=== Data provided ===

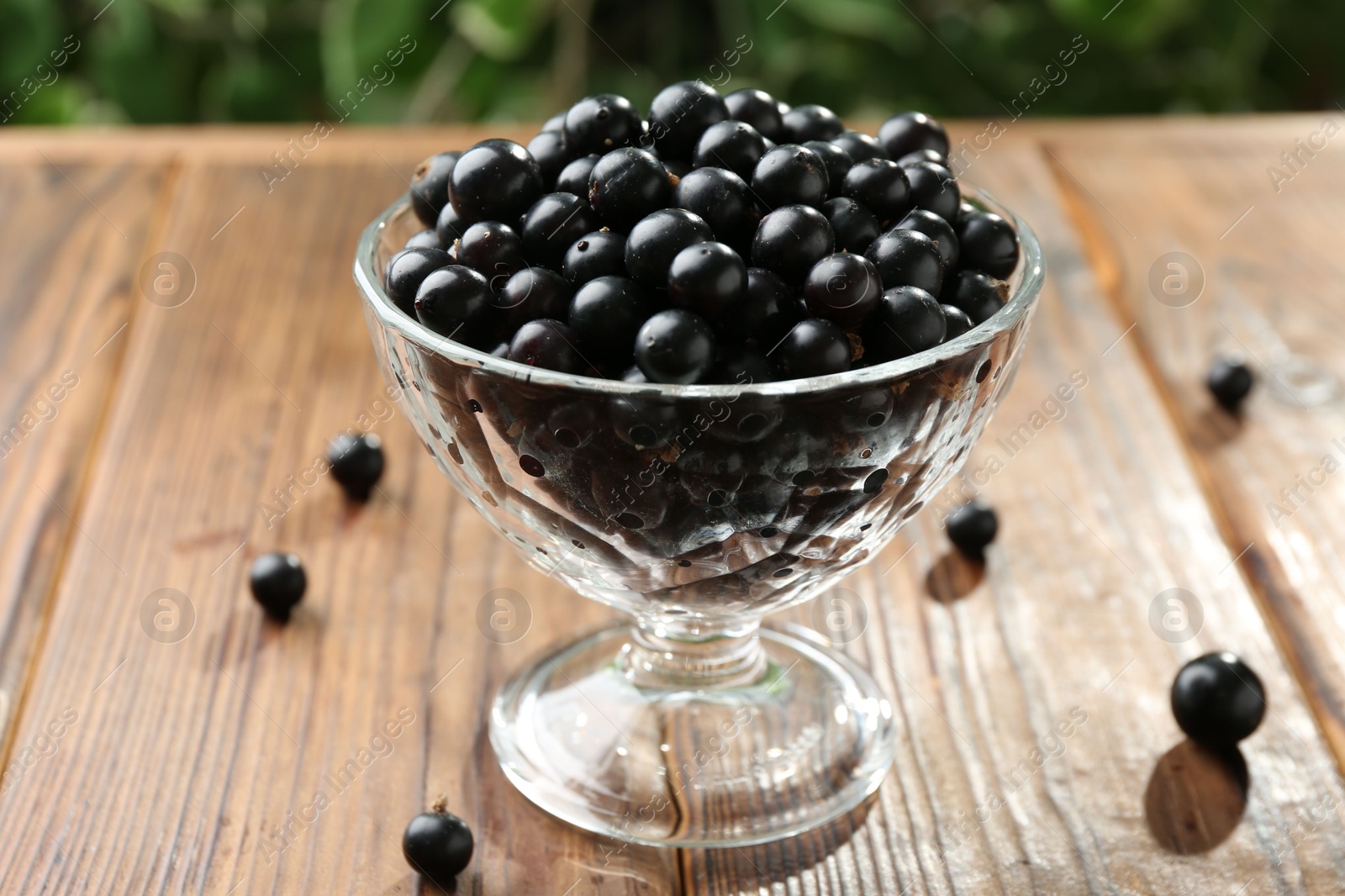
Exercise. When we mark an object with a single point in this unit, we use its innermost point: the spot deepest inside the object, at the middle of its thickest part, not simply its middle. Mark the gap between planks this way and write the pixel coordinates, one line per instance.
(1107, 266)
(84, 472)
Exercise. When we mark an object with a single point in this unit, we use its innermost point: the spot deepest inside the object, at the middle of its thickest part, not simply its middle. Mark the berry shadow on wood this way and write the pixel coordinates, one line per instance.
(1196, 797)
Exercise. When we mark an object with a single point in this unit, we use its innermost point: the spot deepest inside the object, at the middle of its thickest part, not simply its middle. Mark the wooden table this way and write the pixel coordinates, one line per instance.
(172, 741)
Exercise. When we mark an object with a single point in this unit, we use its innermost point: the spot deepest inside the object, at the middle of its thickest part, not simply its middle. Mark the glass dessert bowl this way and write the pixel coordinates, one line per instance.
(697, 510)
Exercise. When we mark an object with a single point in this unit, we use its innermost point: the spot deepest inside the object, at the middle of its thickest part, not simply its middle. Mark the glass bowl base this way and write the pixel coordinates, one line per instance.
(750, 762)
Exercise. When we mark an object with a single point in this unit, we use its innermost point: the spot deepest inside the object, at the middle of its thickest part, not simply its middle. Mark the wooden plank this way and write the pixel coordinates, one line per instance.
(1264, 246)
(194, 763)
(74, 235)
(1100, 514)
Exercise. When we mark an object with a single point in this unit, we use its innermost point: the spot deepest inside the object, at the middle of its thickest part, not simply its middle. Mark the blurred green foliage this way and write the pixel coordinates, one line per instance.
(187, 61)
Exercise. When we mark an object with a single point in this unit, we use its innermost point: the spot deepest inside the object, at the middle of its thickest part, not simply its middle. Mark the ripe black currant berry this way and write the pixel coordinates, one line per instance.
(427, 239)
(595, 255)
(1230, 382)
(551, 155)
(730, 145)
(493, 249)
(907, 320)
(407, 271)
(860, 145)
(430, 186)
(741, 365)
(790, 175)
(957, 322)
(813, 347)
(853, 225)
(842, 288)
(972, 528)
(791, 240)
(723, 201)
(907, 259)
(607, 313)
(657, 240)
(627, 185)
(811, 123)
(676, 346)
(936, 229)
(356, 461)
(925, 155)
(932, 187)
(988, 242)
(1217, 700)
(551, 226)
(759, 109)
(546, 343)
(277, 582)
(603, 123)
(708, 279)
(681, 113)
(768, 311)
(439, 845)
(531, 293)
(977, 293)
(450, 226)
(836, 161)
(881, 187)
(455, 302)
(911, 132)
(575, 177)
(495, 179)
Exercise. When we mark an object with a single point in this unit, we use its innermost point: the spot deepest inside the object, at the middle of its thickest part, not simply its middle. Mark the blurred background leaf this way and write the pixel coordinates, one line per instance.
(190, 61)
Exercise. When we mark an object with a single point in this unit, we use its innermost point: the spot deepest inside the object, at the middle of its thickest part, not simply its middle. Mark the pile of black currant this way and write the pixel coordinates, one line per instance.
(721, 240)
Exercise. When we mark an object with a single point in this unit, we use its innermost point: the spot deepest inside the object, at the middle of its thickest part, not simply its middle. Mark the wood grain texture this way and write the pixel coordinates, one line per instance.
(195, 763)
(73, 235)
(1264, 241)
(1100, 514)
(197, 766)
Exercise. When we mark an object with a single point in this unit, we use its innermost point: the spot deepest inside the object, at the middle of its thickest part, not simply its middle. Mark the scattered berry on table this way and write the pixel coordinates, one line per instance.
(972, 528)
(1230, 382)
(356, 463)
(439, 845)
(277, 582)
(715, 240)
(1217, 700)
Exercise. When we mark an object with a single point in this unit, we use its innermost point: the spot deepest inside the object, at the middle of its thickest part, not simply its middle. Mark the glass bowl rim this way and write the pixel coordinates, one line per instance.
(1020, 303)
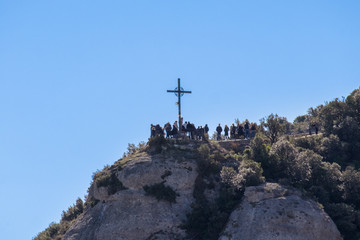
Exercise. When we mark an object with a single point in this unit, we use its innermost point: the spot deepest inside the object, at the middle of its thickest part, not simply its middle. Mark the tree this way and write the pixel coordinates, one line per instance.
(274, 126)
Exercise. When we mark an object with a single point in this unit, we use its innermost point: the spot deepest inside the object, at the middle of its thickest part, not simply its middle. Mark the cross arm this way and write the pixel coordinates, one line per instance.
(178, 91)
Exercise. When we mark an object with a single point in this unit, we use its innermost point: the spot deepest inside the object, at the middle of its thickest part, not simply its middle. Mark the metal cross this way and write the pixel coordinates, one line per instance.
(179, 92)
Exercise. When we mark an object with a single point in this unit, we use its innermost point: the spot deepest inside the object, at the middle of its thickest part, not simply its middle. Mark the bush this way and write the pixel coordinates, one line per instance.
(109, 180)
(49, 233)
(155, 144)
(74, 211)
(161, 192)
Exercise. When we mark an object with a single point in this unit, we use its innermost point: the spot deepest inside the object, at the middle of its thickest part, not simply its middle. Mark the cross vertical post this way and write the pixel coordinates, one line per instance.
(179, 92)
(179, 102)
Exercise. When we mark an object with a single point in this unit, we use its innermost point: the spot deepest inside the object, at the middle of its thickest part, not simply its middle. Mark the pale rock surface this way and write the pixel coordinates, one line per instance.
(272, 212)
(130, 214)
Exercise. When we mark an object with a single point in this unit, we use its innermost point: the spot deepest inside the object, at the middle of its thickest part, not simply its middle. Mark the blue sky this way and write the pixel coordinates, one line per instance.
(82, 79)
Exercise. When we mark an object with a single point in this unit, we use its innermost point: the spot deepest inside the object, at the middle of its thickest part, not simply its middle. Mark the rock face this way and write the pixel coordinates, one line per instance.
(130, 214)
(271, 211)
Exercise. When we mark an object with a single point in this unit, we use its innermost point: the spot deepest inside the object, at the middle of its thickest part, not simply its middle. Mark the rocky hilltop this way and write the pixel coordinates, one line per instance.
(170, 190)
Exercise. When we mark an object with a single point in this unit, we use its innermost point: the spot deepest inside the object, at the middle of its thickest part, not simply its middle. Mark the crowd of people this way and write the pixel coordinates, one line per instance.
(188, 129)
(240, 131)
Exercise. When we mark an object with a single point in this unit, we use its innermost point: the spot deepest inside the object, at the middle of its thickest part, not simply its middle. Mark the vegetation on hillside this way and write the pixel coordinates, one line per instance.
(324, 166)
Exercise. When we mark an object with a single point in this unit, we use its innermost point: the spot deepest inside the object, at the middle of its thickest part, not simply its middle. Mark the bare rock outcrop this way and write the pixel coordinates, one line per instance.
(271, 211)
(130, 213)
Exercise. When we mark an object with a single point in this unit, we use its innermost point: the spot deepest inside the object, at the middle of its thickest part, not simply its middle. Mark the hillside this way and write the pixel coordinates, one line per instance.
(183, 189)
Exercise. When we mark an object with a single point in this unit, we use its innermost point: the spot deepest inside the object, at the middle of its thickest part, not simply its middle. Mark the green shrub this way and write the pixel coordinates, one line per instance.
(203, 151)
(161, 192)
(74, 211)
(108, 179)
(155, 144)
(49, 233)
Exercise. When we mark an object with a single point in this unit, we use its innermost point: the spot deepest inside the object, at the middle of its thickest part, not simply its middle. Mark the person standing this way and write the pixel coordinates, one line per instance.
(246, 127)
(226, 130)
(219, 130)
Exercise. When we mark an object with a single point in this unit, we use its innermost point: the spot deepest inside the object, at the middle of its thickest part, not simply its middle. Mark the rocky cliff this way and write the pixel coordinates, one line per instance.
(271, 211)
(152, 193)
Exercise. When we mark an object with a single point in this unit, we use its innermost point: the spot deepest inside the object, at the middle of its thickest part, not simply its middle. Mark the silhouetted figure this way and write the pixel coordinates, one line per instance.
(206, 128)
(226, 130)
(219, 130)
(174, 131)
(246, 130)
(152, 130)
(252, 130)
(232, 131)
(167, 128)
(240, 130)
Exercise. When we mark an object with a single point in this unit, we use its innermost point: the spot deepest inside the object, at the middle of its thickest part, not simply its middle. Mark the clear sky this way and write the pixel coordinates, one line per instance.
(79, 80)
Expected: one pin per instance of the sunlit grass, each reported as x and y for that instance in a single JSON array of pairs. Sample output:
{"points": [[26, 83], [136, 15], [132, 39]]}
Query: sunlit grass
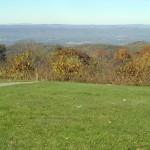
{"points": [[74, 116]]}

===

The problem —
Copy the entries above word for word, from the first line through the line containing "(1196, 797)", with both ends included. Leave the pictures out of your copy.

Exercise response —
Exercise. When we mark an object with a single point in this unit, we use its innermost point: the spot deepest inside the object, at the middle of its thickest part, not simply its middle. Mark the gap between planks this way and write the pixel coordinates, one line per instance.
(1107, 266)
(84, 472)
Exercise. When we mark an object with a single point in this unit, we use its innermost point: the spot deepest inside the object, at the middle of its thickest part, not simply its middle. Mark the berry shadow on wood this way and write the pixel coordinates, one line per instance.
(1196, 797)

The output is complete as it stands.